Your goal: Take the data that follows and retype it word for word.

## START Working data

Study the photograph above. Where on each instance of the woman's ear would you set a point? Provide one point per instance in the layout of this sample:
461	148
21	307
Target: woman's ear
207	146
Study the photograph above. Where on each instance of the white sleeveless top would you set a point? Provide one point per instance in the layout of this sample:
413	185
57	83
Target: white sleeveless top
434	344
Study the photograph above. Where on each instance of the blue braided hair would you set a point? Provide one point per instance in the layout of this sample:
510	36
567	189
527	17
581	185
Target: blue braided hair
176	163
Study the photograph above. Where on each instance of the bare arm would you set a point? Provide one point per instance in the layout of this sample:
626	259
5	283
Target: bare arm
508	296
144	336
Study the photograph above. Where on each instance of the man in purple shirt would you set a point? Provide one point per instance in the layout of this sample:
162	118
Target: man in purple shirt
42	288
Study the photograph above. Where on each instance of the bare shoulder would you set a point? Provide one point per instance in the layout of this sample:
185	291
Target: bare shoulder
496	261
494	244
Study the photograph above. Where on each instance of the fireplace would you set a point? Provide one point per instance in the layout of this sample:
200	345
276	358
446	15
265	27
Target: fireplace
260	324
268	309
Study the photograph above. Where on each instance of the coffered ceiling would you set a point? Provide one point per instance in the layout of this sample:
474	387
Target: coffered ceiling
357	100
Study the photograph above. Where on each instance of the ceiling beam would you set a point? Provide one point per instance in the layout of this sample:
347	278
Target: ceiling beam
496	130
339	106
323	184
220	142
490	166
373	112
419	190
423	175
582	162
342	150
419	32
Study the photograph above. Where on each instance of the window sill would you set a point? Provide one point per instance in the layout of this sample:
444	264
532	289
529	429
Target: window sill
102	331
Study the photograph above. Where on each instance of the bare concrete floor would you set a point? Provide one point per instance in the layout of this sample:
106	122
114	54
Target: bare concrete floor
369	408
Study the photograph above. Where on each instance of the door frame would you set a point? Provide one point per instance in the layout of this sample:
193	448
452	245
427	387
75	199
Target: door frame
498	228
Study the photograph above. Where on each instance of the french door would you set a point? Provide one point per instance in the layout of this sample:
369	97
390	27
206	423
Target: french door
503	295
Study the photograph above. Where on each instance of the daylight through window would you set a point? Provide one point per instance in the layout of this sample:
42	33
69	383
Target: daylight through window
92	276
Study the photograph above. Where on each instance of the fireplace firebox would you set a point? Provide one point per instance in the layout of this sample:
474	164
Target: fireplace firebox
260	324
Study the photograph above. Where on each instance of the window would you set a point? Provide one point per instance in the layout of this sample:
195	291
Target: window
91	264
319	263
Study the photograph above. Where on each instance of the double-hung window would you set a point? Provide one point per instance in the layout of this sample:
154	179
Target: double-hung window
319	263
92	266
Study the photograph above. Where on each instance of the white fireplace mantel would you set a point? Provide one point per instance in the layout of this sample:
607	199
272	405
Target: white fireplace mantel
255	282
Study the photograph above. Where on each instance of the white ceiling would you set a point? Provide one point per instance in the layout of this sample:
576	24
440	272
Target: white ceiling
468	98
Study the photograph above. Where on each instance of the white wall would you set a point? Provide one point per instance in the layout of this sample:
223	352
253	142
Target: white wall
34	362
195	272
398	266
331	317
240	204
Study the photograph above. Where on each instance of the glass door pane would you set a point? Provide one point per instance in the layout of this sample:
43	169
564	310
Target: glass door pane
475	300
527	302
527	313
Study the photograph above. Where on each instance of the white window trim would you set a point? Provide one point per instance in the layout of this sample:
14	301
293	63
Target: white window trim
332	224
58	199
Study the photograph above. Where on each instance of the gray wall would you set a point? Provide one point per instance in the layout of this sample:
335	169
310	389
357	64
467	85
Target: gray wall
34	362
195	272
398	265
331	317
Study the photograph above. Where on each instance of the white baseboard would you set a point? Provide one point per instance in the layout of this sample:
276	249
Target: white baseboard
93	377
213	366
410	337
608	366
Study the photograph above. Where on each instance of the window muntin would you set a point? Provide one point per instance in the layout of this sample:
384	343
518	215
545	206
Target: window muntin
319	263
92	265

## END Working data

Solution below:
Study the photograph above. Where on each instance of the woman's ear would you set a point? Provide one point per instance in the layout of this sample:
461	148
21	307
Target: woman's ear
207	146
Study the photograph above. Where on each instance of the white sleeveless top would you set a point? Provide one point per instance in the layout of this sample:
413	185
57	83
Target: white sleeveless top
434	344
Study the photograph above. Where on each instance of the blue braided hair would you set a point? Provide one point per instance in the layout of this sample:
510	36
567	189
527	17
581	185
Target: blue braided hair
176	163
Study the photograph above. Where on each instance of the bare arm would you set a point? Provide one point per instance in the layout of this sample:
626	259
5	283
Target: bare arm
508	296
144	336
Study the photograph above. Where on each instance of the man in purple shirt would you set a point? Provide one point per instance in the layout of this sample:
162	118
Target: man in purple shirt
42	288
Study the photograph above. Where on each instance of the bare shoulder would you set a point? Provide one point per instance in the layout of this sample:
185	291
Target: bare shoulder
496	261
494	244
Study the photograph above. Where on each instance of the fireplace would you set a point? Provide one point per instance in the layout of this sample:
200	345
276	358
446	15
265	27
Target: fireplace
260	324
268	309
Study the photograph above. Where on each instance of the coffered ceiling would you set a point? Provide one point per instance in the layout of this sample:
474	387
Target: coffered ceiling
357	100
Study the photograph above. Where on each instance of the ceiling beam would you set a point? Provide one point per instance in the layout of this sample:
347	278
Target: ceiling beam
496	130
339	106
323	184
220	142
490	166
373	112
419	190
423	175
582	162
342	150
419	32
Study the photograph above. Where on each instance of the window sill would you set a point? Provide one point per instance in the layout of this sample:
444	264
532	289
529	429
Target: window sill
102	331
Study the photograph above. Where on each instance of the bare concrete floor would you set a point? Provide one point per instance in the layout of this sample:
106	122
114	54
Target: bare concrete floor
369	408
Study the photograph above. Where on each instance of the door frame would you set a point? Provide one point per instance in the layout of this sample:
193	448
452	245
427	387
75	199
Target: door frame
498	228
Study the photograph above. Where on each instance of the french door would you set a point? Provide one point per instance in the layout of this sample:
369	97
390	27
206	423
Target: french door
503	295
Study the photograph above. Where on each instance of the daylight through window would you set a point? Provide one point per instance in the layout of this sample:
42	33
69	383
Target: daylight through window
92	276
Study the photograph above. Where on each instance of the fireplace firebox would you set a point? Provide one point per instance in the layout of this sample:
474	164
Target: fireplace firebox
260	324
Study the photograph above. Where on each instance of the window would you set a point? Provide one point per instance in the layout of this sample:
195	291
Target: window
91	264
319	263
Study the photograph above. Where on each instance of the double-hung window would you set a point? Provide one point per instance in the layout of this sample:
154	179
Target: double-hung window
319	263
92	266
Study the photograph above. Where on each instance of the white fireplace mantel would you set a point? Provide one point per instance in the layout of this sample:
607	199
272	405
Target: white fireplace mantel
255	282
Study the photograph above. Where on each instance of the white ceiling would you set a point? Provide one point per instance in the layout of this sample:
576	24
440	272
Target: white ceiling
468	98
Study the photograph above. Where on each instance of the white wall would you set a point? Provide one point per instance in the layout of this sample:
223	352
253	142
Target: white wall
34	362
195	272
398	266
331	317
240	204
Study the photograph above. Where on each instance of the glass door pane would you set a point? Provide one point per instance in the layout of this sample:
43	169
564	310
Target: glass door pane
475	300
527	302
527	313
Study the photograph above. Where on each instance of the white window trim would you set a point? Provide one point per instance in the layout of this sample:
14	301
293	63
Target: white window trim
332	224
58	199
Study the photograph above. Where on each instance of the gray wall would you set a point? Provide one point per instance in the layout of this sample:
335	169
310	389
357	64
467	85
Target: gray wall
34	362
195	272
398	265
331	317
Study the photograph above. Where on each instance of the white baseboard would you set a point? Provide one point per instance in the layout of this sample:
276	249
Target: white baseboard
93	377
213	366
410	337
608	366
Study the photograph above. Where on each instance of the window muntin would you set a point? Provide one point per instance in the layout of this sample:
384	343
518	215
545	206
Target: window muntin
319	263
92	265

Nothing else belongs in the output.